Client Max Users	Maximum number of clients of an SSID to be associated with the same radio of the AP. IMPORTANT: When the number of clients of an SSID to be associated with the same radio of the AP reaches the maximum, the SSID is automatically hidden.
PTK Life Time	Set the PTK lifetime. A PTK is generated through a four-way handshake.
TKIP CM Time	Set the TKIP countermeasure time. By default, the TKIP countermeasure time is 0 seconds, that is, the TKIP countermeasure policy is disabled. If the TKIP countermeasure time is set to a value other than 0, the TKIP countermeasure policy is enabled. MIC is designed to avoid hacker tampering. It uses the Michael algorithm and is extremely secure. When failures occur to MIC, the data may have been tampered, and the system may be under attack. In this case, TKIP will enable the countermeasure policy to prevent hackers from attacking. With the countermeasure policy enabled, if more than two MIC failures occur within the specified time, the TKIP disassociates all connected wireless clients and no new associations are allowed within the TKIP countermeasure time.
Management Right	Whether online clients can manage the device in the Web interface.
MAC VLAN	· Enable—Enable the MAC VLAN feature for the wireless service. · Disable—Disable the MAC VLAN feature for the wireless service.
Fast Association	· Enable—Enable fast association. · Disable—Disable fast association. By default, fast association is disabled. When fast association is enabled, the device does not perform band navigation calculations for associated clients.
IP Verify Source	Source address verification: · IPv4—Enable IPv4 source address verification. · IPv6—Enable IPv6 source address verification. By default, source address verification is disabled.
GTK Rekey Method	An AP generates a group transient key (GTK) and sends the GTK to a client during the authentication process between an AP and the client through group key handshake/the 4-way handshake. The client uses the GTK to decrypt broadcast and multicast packets. · If Time is selected, the GTK is refreshed after a specified period of time. · If Packet is selected, the GTK is refreshed after a specified number of packets are transmitted. By default, the GTK rekeying method is time-based, and the interval is 86400 seconds.

══════════

Exercise task 1
In the records, from the line containing "Q: For every instance of the gravel" through the end of the records, swap "electrical wire" for "power line" and leave everything else as it is. Give only those lines.

══════════

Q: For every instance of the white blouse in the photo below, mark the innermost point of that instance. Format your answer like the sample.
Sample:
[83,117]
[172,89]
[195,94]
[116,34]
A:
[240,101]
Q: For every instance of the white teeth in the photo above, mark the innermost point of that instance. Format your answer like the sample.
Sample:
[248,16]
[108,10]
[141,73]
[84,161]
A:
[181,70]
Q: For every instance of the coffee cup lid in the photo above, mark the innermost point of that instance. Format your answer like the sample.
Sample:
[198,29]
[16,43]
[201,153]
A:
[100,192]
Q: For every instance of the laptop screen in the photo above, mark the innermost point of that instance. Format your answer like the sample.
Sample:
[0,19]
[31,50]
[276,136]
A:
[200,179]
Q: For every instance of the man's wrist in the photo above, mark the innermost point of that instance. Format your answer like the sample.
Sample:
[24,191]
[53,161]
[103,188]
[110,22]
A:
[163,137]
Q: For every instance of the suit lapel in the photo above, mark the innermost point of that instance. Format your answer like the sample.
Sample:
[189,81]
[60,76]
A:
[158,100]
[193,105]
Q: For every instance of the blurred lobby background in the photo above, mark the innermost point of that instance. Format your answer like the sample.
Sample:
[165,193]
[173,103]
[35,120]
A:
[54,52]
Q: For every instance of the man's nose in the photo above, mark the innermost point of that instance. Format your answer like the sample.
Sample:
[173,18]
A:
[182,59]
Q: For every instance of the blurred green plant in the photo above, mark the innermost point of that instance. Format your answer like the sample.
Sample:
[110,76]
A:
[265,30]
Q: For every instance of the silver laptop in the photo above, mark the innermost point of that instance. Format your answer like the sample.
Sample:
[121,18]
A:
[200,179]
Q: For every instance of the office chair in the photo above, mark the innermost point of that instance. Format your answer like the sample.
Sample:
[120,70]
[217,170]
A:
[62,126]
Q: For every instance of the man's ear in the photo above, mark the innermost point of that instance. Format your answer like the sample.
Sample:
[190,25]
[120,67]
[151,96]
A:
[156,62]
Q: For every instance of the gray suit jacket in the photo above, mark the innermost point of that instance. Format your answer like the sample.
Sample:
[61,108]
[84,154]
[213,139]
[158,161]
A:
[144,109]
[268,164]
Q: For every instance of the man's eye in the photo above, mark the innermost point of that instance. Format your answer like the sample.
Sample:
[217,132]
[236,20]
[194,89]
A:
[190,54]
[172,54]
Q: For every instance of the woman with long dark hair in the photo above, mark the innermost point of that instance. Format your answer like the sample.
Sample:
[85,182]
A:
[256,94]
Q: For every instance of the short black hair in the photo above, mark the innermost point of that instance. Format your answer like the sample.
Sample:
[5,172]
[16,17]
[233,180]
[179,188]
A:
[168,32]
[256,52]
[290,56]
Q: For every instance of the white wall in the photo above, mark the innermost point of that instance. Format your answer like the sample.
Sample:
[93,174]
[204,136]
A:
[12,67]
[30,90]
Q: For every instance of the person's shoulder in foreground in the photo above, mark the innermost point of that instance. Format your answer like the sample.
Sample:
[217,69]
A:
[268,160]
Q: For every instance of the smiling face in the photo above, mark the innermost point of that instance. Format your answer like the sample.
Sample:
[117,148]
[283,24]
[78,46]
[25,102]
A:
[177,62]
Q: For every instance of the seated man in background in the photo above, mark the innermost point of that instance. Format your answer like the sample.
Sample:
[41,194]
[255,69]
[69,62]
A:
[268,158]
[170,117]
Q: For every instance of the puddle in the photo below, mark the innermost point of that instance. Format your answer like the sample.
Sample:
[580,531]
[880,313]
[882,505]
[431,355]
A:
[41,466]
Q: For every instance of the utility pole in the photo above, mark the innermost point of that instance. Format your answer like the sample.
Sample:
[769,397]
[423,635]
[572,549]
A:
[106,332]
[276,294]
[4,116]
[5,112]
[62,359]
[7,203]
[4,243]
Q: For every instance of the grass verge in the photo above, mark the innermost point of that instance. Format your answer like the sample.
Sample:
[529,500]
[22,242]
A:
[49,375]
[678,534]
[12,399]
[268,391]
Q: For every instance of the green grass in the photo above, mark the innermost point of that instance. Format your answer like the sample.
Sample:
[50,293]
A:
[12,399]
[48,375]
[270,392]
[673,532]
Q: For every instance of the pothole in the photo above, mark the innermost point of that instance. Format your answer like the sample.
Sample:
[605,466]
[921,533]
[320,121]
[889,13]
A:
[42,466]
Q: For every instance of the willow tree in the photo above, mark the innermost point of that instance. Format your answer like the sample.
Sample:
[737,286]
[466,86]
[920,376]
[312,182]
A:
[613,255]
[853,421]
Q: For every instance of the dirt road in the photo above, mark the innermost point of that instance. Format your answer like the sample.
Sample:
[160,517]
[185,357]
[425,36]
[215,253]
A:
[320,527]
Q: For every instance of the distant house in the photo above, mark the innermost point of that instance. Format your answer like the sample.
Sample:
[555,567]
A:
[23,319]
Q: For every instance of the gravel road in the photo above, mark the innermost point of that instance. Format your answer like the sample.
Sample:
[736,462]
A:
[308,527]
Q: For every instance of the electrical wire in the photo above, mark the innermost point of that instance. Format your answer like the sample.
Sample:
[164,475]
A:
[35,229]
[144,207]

══════════

Exercise task 2
Continue the text on wireless service settings from its last line.

Expected output 1
Q: For every instance of the gravel road in the photo above, mark the innermost point of that instance. Format your answer like the sample.
Sample:
[736,462]
A:
[308,527]
Q: For every instance of the power line in the photo above, mark the innermost point of that instance. Format your answer like the sample.
Sample:
[164,475]
A:
[35,229]
[144,207]

Expected output 2
GTK User Down Status	Enable refreshing the GTK when some client goes offline. By default, the GTK is not refreshed when a client goes off-line.

Configuring management frame protection for a crypto-type wireless service

Perform this task to enable an AP to protect management frames, including deauthentication frames, deassociation frames, and some robust action frames.

Management frame protection uses the PTK encrypt method to ensure privacy, integrity, and replay protection of unicast management frames.

For multicast and broadcast management frames, this feature uses Broadcast Integrity Protocol (BIP) to ensure integrity and replay protection. BIP adds the Management MIC IE (MME) field to the end of the management frames to protect their privacy.

If management frame protection is enabled, the AP uses SA Query to secure connections with clients.

SA Query includes active SA Query and passive SA Query.

· Active SA Query

If the AP receives spoofing association or reassociation requests, this mechanism can prevent the AP from responding to clients.

As shown in Figure 23, active SA Query operates as follows:

a. The client sends an association or a reassociation request to the AP.

b. Upon receiving the request, the AP sends a response to inform the client that the request is denied and the client can associate later. The response contains an association comeback time.

c. The AP sends an SA Query request to the client.

¡ If the AP receives an SA Query response within the timeout time, it determines that the client is online.

¡ If the AP receives no SA Query response within the timeout time, it resends the request. If the AP receives an SA Query response within the retransmission time, it determines that the client is online.

¡ If the client is online, the AP does not respond to any association or reassociation request from the client within the association comeback time.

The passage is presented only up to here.